»»
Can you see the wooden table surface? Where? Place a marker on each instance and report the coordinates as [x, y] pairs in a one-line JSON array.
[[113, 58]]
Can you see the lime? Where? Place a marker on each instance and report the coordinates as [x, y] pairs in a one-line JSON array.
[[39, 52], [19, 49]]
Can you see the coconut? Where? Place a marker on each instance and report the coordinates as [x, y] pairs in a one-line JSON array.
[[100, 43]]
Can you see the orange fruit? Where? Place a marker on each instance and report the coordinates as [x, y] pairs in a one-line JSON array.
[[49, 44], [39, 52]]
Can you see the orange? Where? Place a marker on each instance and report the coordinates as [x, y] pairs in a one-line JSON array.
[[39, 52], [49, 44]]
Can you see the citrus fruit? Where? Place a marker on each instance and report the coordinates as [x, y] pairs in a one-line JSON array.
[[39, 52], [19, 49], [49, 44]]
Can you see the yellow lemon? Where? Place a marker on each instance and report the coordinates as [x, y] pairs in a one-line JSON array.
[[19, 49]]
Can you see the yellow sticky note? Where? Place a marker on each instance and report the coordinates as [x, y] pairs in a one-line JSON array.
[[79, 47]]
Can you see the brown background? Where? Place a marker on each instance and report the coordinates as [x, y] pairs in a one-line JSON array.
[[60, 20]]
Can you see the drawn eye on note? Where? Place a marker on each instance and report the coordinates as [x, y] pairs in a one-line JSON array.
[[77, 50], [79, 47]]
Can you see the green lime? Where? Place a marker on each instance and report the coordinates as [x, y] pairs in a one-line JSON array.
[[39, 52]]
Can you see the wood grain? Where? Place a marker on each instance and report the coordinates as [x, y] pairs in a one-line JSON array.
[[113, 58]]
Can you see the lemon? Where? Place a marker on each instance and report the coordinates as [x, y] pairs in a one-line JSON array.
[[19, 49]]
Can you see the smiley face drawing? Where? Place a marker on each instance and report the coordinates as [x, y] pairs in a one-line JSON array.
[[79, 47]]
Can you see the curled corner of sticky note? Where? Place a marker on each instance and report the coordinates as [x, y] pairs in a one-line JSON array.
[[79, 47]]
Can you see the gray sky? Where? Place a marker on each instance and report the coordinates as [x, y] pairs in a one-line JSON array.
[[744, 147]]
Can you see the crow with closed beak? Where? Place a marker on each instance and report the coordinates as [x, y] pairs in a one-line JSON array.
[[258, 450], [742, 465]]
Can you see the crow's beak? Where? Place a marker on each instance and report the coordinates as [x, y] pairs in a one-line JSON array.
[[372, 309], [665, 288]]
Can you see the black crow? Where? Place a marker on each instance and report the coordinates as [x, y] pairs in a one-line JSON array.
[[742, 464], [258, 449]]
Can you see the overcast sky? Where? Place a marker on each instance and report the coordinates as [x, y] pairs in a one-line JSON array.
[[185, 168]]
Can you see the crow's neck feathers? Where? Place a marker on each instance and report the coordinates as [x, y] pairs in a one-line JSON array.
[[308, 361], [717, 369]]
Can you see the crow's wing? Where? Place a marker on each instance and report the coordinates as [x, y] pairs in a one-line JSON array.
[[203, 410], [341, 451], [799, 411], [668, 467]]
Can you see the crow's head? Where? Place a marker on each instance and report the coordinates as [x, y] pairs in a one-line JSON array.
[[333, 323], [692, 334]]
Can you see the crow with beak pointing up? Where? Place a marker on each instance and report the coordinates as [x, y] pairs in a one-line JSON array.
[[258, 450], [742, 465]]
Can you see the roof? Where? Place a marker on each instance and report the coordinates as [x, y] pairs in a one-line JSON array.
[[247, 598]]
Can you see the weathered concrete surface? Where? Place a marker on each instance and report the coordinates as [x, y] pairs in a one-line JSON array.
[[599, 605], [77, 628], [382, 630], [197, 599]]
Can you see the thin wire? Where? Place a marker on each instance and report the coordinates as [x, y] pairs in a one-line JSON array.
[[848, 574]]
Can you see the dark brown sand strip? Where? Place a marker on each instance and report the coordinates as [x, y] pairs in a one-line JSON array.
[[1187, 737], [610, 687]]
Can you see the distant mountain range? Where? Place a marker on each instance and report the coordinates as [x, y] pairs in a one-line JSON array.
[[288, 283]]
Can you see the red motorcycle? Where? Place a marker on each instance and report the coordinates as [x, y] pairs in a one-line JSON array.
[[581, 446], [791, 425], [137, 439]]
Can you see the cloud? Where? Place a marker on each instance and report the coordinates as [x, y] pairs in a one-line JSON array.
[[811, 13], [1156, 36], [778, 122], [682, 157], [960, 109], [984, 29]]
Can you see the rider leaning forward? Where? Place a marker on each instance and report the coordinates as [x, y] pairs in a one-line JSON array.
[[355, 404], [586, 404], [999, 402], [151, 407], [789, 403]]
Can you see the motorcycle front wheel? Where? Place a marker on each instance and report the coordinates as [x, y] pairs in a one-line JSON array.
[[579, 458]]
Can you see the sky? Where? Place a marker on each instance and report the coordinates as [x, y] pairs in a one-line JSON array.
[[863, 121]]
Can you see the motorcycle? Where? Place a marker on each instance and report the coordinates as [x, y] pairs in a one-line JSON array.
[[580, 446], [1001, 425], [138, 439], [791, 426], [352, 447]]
««
=== What you will do ===
Can you repeat all of the material above with every "marker" swapped for "pin" and everything else left as it is?

=== Response to the exercise ===
Can you see the wooden table surface? Where? Place a pin on each instance and report the coordinates as [x, y] pairs in a one-line JSON array.
[[113, 58]]
Can you see the lime? Where? Place a pin on each instance and report the coordinates as [x, y] pairs in a one-line JSON array.
[[39, 52], [19, 49]]
Can you see the coconut? Where? Place a pin on each instance and report the coordinates as [x, y] pairs in a one-line JSON array.
[[100, 43]]
Can you see the orange fruit? Where? Place a pin on each instance and report the coordinates as [x, y] pairs in a one-line JSON array.
[[49, 44], [39, 52]]
Can you see the orange? Where? Place a pin on each instance and report the coordinates as [x, y] pairs in a one-line JSON array.
[[39, 52], [49, 44]]
Can you see the citrus fruit? Where? Place a pin on each instance and report the coordinates as [x, y] pairs in a one-line JSON array.
[[39, 52], [19, 49], [49, 44]]
Can you see the yellow lemon? Where? Place a pin on each instance and report the coordinates as [x, y] pairs in a one-line JSON array.
[[19, 49]]
Can you see the yellow sticky note? Where? Place a pin on each instance and report the coordinates as [x, y] pairs in a one-line JSON array.
[[79, 47]]
Can you see the brown background? Where? Place a pin on each instance and report the coordinates as [x, y] pairs in a one-line JSON array.
[[60, 20]]
Can you see the drawn eye on note? Where? Place a pin on each instance and report the coordinates as [x, y] pairs in a one-line JSON array.
[[77, 50], [79, 47]]
Can you see the green lime? Where? Place a pin on each instance and report the coordinates as [x, y] pairs in a one-line JSON array.
[[39, 52]]
Can you see the wood grain? Where? Place a pin on each instance and report the coordinates as [x, y] pairs in a one-line JSON array.
[[113, 58]]
Can you see the lemon? Where? Place a pin on each instance and report the coordinates as [x, y] pairs in a one-line JSON array.
[[19, 49]]
Can you see the smiley face drawing? Where? Place a pin on each instance and report the coordinates as [x, y] pairs in a one-line JSON array.
[[79, 47]]
Can you see the curled corner of sticky note? Where? Place a pin on each instance and report the coordinates as [x, y] pairs in a one-line JSON array.
[[79, 47]]
Can you see the gray sky? Where? Place a pin on each instance and report the coordinates as [x, y] pairs in a one-line JSON array.
[[744, 147]]
Can you see the crow with closed beak? Where? Place a pin on each instance and report the coordinates as [x, y] pairs in a one-line JSON array.
[[258, 450], [742, 465]]
Can you see the crow's beak? Where? Place a pin on each instance and report the coordinates as [x, y] pairs in a one-line JSON array.
[[372, 309], [665, 288]]
Can you see the black crow? Where? Place a pin on each instance and report the coordinates as [x, y] pairs in a one-line JSON array.
[[742, 464], [258, 449]]
Can you see the overcast sky? Where? Place a pin on each instance and report the coordinates as [x, y] pairs in a one-line JSON array.
[[185, 168]]
Can you see the crow's neck feathers? Where? Place a pin on each instance and report the coordinates as [x, y] pairs in a one-line JSON array.
[[308, 361], [717, 369]]
Can you see the crow's wing? Where? Place a pin on each instance and report the coordinates as [x, y] pairs in a one-line JSON array.
[[203, 410], [341, 451], [799, 411], [668, 467]]
Can you see the crow's head? Where? Place a pin on each instance and report the coordinates as [x, y] pairs in a one-line JSON array.
[[333, 323], [692, 334]]
Can you see the crow with beak pointing up? Where? Place a pin on each instance and report the coordinates as [x, y] pairs in a one-line JSON array.
[[258, 450], [742, 465]]
Can you see the roof? Where? Place a pin on each instance and report the coordinates as [x, y] pairs in a one-line JSON array.
[[247, 598]]
Can you see the weathered concrete surface? Where? Place a pin on each instance and report the coordinates as [x, y] pairs in a one-line JSON array.
[[599, 605], [77, 628], [382, 630], [197, 599]]
Can you see the thin wire? Where? Place a pin on each instance and report the coordinates as [x, y] pairs in a one-line JSON array.
[[848, 574]]
Can you see the dark brown sand strip? Where? Place a pin on each instance and report the coordinates as [x, y] pairs in a one-line JSON array.
[[1187, 737], [610, 687]]
Can you see the distant mountain range? Where? Place a pin on each instance and report the coordinates as [x, y] pairs in a one-line JSON array.
[[288, 283]]
Can you see the red motorcycle? Where? Place a pin on each instance and report the coordinates as [x, y] pairs in a one-line JSON array.
[[581, 446], [791, 425], [137, 439]]
Can you see the cloud? Where? Place a pin on each instance and report the coordinates as [x, y] pairs in a one-line JSON array.
[[811, 13], [1156, 36], [778, 122], [682, 157], [960, 109], [984, 29]]
Can you see the rider leaning forward? Where? Place a pin on each instance and report the coordinates as [x, y] pairs in a one-line JSON array.
[[355, 404], [586, 404], [999, 402], [151, 407], [789, 403]]
Can you see the motorcycle front wheel? Where? Place a pin on each instance and report the coordinates as [x, y] pairs in a one-line JSON array.
[[579, 458]]
Can you see the sky? Where? Place a pin on each instance and report the coordinates as [x, y] pairs in a one-line JSON array.
[[863, 121]]
Can you see the motorcycle? Where? Place a pin on each instance and report the coordinates as [x, y] pairs in a one-line JSON array.
[[580, 446], [1001, 425], [138, 439], [791, 426], [352, 447]]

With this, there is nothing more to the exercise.